**Directions for this task**: Return each line of the material below that contains the word "thankful".

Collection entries
******************************

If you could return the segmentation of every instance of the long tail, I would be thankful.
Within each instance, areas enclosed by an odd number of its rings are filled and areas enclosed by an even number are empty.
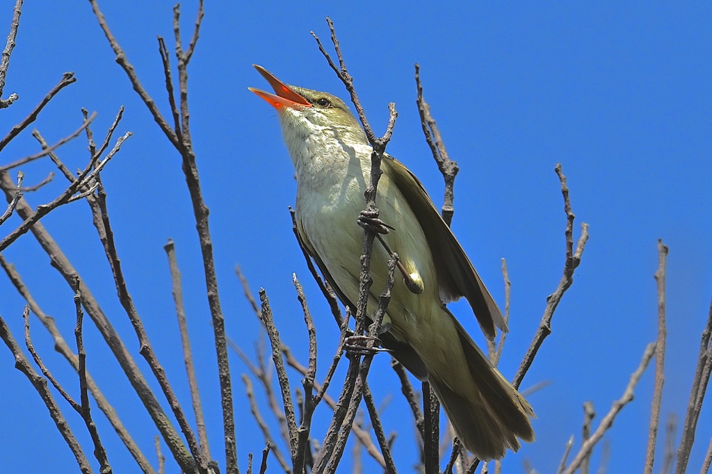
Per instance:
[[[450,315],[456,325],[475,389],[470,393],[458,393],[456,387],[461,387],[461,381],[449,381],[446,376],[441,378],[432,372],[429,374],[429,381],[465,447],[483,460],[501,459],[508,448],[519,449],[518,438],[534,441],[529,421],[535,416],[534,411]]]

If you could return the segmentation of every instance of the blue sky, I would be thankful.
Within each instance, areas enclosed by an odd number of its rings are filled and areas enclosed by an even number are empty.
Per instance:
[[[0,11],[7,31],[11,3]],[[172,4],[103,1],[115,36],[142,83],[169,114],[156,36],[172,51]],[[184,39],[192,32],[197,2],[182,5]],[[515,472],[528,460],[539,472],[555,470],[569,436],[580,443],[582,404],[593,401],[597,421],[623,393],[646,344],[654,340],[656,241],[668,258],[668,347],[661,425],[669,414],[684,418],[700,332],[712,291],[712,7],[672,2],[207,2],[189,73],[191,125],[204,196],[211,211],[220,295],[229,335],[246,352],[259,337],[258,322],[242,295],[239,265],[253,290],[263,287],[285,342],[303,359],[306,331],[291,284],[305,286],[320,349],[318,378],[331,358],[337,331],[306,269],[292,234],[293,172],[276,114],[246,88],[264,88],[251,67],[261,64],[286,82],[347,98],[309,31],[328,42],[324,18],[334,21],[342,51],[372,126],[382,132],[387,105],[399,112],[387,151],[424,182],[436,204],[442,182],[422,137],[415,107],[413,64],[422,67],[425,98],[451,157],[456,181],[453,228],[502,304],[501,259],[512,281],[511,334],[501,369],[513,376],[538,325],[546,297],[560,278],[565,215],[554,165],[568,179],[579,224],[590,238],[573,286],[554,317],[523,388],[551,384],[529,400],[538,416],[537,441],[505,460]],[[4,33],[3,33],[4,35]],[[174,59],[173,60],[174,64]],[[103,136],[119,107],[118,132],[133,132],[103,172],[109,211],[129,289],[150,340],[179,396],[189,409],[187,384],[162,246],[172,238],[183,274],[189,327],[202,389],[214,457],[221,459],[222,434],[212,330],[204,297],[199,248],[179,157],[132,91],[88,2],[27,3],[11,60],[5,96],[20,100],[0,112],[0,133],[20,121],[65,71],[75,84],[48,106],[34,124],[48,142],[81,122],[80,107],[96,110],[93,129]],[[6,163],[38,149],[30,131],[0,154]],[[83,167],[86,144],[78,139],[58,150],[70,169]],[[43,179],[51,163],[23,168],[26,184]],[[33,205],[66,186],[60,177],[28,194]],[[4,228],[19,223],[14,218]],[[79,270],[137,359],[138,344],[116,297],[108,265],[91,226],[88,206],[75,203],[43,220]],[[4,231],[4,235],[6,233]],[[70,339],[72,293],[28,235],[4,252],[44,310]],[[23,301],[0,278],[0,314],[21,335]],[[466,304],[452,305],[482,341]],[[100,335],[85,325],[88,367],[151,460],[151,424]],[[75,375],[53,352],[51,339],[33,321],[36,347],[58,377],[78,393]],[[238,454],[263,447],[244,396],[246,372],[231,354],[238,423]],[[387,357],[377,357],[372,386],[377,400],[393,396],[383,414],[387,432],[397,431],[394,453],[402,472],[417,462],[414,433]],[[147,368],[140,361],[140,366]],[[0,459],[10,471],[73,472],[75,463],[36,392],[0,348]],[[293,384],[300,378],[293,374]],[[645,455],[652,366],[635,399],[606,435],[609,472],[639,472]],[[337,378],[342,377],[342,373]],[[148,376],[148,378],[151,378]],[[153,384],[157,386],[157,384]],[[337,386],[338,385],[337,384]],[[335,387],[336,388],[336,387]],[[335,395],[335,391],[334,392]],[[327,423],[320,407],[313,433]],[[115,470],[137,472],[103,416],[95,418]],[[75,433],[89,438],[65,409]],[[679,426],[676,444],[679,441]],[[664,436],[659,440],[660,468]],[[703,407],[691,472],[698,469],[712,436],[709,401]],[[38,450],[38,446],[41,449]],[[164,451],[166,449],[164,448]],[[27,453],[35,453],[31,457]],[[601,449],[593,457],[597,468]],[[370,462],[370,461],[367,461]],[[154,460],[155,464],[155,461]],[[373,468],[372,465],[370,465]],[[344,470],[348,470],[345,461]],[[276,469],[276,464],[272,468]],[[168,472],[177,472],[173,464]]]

******************************

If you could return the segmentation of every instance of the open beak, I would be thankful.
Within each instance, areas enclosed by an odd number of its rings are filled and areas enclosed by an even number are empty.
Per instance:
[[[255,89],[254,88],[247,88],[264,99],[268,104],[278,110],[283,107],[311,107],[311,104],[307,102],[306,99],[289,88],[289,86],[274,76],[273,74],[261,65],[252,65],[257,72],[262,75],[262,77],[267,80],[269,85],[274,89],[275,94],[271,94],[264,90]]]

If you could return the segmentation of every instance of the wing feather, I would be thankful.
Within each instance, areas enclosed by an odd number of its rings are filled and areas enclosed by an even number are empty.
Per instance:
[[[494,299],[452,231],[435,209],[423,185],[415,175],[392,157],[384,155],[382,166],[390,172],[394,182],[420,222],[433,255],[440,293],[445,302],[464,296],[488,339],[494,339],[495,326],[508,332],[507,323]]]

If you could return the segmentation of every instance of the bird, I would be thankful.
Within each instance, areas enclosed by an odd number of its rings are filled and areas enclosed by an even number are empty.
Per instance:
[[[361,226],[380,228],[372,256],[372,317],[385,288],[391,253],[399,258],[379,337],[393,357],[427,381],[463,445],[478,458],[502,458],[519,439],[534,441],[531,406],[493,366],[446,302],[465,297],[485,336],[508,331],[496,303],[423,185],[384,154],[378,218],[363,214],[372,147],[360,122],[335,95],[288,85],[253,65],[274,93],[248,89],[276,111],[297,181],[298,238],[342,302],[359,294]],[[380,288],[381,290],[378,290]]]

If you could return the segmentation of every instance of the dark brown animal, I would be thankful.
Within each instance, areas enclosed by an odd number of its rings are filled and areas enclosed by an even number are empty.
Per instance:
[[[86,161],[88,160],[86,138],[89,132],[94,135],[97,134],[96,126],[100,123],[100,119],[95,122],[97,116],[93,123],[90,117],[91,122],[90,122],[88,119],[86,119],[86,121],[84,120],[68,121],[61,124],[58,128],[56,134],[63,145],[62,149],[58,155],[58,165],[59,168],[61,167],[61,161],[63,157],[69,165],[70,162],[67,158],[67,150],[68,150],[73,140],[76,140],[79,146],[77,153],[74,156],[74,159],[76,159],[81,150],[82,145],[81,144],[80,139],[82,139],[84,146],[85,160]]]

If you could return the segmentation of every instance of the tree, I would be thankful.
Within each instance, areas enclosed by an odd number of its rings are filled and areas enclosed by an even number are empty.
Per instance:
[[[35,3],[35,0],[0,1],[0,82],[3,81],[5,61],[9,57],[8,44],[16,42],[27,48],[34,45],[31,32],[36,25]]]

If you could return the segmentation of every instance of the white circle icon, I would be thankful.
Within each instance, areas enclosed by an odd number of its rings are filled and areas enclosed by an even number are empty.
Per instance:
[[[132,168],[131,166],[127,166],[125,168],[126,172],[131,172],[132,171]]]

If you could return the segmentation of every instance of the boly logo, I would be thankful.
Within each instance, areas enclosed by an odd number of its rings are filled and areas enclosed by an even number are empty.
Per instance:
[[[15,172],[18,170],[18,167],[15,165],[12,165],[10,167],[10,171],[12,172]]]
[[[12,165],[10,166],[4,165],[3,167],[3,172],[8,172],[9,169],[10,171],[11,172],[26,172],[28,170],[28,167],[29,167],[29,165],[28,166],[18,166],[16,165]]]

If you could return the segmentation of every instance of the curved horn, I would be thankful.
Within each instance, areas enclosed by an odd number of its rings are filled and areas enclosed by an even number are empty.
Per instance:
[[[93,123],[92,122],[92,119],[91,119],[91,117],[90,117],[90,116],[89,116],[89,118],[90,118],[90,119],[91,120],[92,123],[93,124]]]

******************************

**Response to this exercise**:
If you could return the segmentation of every instance of the long tail, I would be thankful.
If you could return the segmentation of every instance of the blue sky, I would be thankful.
If you could return the segmentation of every instance of the open beak, I would be thankful.
If you could return the segmentation of every instance of the wing feather, I would be thankful.
If you could return the segmentation of every instance of the bird, I would be thankful.
If you could return the segmentation of every instance of the dark brown animal, I would be thankful.
If you could return the segmentation of every instance of the tree, I would be thankful.
If you could return the segmentation of every instance of the white circle icon, I would be thankful.
If you could return the segmentation of every instance of the boly logo, I would be thankful.
If you could return the segmentation of every instance of the curved horn, I would be thankful.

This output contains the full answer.